━━ Stored data ━━

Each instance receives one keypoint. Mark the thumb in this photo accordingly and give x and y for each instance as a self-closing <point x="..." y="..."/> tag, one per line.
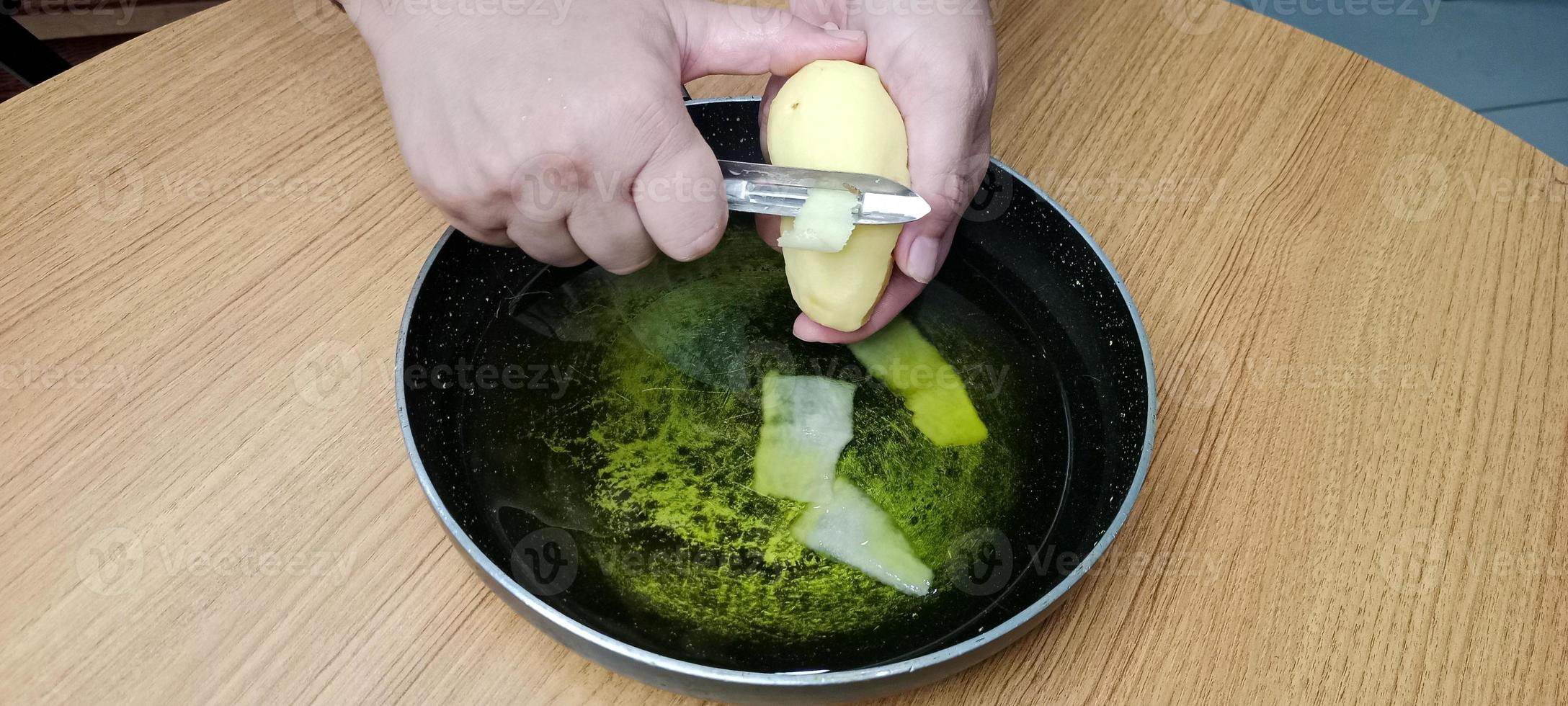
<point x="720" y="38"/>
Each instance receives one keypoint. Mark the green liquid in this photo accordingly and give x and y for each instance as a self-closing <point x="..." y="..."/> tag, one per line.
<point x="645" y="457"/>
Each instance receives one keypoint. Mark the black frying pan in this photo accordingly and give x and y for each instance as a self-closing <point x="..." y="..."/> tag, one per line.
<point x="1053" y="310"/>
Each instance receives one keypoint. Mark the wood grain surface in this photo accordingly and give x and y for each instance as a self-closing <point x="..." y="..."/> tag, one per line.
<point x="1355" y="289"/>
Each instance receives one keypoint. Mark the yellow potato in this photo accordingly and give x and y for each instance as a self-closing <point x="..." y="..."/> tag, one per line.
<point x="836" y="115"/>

━━━

Exercise aim
Output the material word for word, omitting its pictures.

Response to this exercise
Each instance receives one keypoint. Mark the thumb in this photo accordingly and give x and y for each instance as a self-closing <point x="..." y="..."/> tag, one per line.
<point x="720" y="38"/>
Each instance receives one keypoint. Mark the green liquid in this photo accordingly and give x and y for each instance as a self-closing <point x="..." y="..."/> tag, one per line.
<point x="645" y="457"/>
Each instance receives one keypoint. Mark the black frying pan in this photo accordingly and give x and y for each instance as a self-closing <point x="..." y="..."/> tag, one per line.
<point x="1053" y="310"/>
Each instance receives one keypoint. Mark the wood grain surface in this photo accordingly and give x and y for each instance as a self-closing <point x="..." y="..."/> tag, one per line.
<point x="1355" y="289"/>
Each instance receives one keypoint. Mark the yellow potato in this photo accordingly and give x and y for each instance as a self-closing <point x="..." y="..."/> tag, one per line.
<point x="836" y="115"/>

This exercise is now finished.